Permintaan »
Lanjutkan berita tentang malam penghargaan Festival Dokumenter Budi Luhur 2023 mulai dari kalimat terakhir yang ada.

Awarding Night FDBL 2023, Menparekraf Apresiasi Konsistensi Universitas Budi Luhur Gelar Festival Dokumenter

 

Rektor Universitas Budi Luhur Prof Agus Setyo Budi didampingi Dekan Komunikasi & Desain Kreatif Dr Rocky Prasetyo Jati

JAKARTA – Rangkaian Festival Dokumenter Budi Luhur (FDBL) 2023 memasuki babak akhir dengan digelarnya Awarding Night di Graha Mahardika Bijana, Kampus Universitas Budi Luhur (UBL) Jakarta pada Kamis (11/01/2024). Malam penghargaan yang dihadiri Ketua Pengurus Yayasan Pendidikan Budi Luhur Cakti Kasih Hanggoro, Rektor UBL Prof Agus Setyo Budi, para Deputi Rektor, Dekan dan mahasiswa tersebut tidak hanya menjadi ajang diumumkannya para juara, tetapi sekaligus juga pemutaran karya film-film documenter peserta yang lolos dalam babak final.

Dari 294 film documenter yang diterima oleh penyelenggara FDBL 2023, sebanyak 20 film diantaranya masuk babak final. Tim juri memilih 12 film terbaik sebagai juara pertama, kedua, dan ketiga untuk 4 kategori yakni film dokumenter kategori 60 detik, film dokumenter kategori pelajar, film dokumenter kategori mahasiswa dan film dokumenter kategori umum. Selain itu juri juga memilih pemenang untuk  kategori film terbaik UBL.

Data yang diberikan »

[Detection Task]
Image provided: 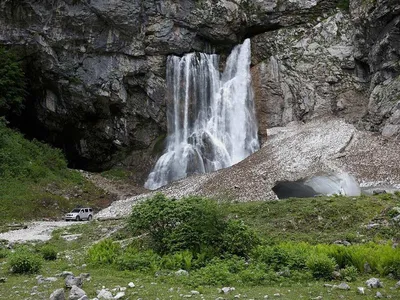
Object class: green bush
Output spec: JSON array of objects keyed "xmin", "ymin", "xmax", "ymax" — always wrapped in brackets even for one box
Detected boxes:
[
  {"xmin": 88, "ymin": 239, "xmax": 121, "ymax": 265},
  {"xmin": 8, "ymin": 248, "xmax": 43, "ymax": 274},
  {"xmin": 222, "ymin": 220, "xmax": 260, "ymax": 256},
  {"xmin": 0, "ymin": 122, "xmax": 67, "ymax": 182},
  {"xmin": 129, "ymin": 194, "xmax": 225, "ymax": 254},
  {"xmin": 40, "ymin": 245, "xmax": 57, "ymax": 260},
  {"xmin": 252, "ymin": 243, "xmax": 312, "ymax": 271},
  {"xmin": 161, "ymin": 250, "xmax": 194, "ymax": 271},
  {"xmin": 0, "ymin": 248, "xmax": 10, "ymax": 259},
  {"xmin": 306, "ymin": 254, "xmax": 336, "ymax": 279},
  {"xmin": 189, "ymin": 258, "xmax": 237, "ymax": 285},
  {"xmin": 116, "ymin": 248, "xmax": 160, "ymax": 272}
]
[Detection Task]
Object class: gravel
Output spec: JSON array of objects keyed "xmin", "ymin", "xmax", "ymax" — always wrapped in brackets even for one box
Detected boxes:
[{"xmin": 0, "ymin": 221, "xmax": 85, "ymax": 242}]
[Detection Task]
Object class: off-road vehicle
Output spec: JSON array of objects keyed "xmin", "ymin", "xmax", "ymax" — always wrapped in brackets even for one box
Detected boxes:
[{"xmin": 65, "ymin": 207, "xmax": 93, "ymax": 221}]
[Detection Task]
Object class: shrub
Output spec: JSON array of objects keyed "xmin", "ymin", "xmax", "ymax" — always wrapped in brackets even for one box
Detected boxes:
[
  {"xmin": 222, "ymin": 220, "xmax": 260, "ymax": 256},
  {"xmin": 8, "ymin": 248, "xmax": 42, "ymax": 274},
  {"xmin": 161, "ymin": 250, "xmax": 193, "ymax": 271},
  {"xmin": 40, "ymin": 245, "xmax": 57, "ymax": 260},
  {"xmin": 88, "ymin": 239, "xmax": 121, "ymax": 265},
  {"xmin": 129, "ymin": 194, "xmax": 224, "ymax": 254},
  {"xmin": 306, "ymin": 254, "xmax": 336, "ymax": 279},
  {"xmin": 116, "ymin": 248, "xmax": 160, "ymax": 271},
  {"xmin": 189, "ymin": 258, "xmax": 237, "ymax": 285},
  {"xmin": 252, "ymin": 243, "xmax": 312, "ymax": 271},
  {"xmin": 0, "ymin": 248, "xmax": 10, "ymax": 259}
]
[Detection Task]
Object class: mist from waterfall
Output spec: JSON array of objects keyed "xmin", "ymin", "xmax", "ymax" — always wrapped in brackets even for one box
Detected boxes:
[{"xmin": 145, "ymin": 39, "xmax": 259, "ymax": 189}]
---
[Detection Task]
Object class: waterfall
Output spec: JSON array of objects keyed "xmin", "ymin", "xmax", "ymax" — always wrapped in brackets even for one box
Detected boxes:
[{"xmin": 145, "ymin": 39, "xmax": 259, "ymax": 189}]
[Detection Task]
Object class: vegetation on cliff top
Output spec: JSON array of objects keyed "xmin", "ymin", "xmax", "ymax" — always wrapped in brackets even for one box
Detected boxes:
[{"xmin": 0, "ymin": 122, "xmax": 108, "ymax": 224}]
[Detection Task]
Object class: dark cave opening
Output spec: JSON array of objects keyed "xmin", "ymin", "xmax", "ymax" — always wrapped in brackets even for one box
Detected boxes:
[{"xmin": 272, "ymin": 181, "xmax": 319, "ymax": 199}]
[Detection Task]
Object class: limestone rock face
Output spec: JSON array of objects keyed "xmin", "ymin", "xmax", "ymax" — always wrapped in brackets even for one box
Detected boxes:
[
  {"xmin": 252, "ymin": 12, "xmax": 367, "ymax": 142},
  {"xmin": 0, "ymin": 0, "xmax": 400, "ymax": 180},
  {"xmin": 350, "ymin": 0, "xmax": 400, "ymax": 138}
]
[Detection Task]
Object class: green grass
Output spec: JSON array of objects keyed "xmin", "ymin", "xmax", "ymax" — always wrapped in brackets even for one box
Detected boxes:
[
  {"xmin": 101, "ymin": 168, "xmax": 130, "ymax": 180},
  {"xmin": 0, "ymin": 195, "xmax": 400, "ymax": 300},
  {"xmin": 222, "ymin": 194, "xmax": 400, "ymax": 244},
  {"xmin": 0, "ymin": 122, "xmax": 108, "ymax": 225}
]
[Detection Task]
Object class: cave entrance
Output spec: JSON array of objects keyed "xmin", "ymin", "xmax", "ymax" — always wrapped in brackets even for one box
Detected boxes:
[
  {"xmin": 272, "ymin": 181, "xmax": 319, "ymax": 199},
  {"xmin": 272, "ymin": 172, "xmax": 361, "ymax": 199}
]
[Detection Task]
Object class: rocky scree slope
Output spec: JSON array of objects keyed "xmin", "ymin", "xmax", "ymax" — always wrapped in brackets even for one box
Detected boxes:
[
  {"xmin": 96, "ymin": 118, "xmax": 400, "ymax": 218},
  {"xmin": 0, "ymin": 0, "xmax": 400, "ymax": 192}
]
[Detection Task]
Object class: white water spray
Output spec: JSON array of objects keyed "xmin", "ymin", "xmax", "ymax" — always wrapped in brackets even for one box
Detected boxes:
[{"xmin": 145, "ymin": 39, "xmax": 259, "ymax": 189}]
...
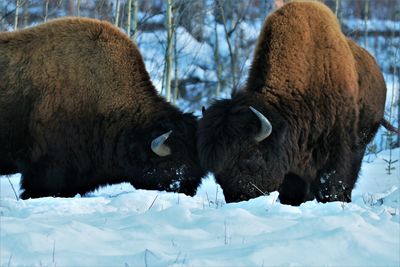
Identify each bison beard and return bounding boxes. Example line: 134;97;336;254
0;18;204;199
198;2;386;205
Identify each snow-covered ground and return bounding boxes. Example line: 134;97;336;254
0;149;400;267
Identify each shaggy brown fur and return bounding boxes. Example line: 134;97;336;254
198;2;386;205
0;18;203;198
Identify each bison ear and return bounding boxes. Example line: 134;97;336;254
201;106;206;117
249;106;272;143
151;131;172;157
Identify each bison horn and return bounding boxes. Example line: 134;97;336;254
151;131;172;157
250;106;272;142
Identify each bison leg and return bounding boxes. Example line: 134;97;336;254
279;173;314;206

Jawaban tugas »
Menteri Pariwisata dan Ekonomi Kreatif Sandiaga Uno dalam sambutan yang disampaikan melalui video mengapresiasi kegiatan Festival Dokumenter Budi Luhur 2023. Ini adalah sebuah ajang kompetisi yang memberikan makna dan berdampak positif bagi lahirnya sineas-sineas muda dengan ide-idenya yang sangat kreatif.

"Saya Menteri Pariwisata dan Ekonomi Kreatif mengucapkan selamat atas penyelenggaraan FDBL yang telah memasuki usia yang ke-10. Ini adalah momen yang harus dirayakan,” katanya.

Menurutnya film merupakan subsektor ekonomi kreatif yang memiliki kekuatan sebagai media yang mampu menginspirasi, menghibur, dan mempengaruhi penonton. Film juga bisa digunakan untuk memotret keindahan alam, budaya yang ada di latar ceritanya, dan secara tidak langsung bisa mentransformasikan sebuah daerah sebagai destinasi wisata.

“Karena itu saya mengajak para sineas muda Budi Luhur untuk terus berkarya, menampilkan kekayaan budaya yang ada di Indonesia,” tegas Sandiaga.

Apresiasi serupa juga disampaikan Rektor UBL Prof Agus Setyo Budi. Menurutnya menggelar sebuah kompetisi film dokumenter secara konsisten selama 10 tahun berturut-turut menjadi bukti daya juang yang luar biasa dari para dosen dan mahasiswa UBL. “Dapat secara kontinyu menggelar kompetisi selama 10 tahun, lalu menghasilkan karya film-film dokumenter yang sangat bagus, ini menurut saya adalah hal yang sangat luar biasa,” lanjut Rektor.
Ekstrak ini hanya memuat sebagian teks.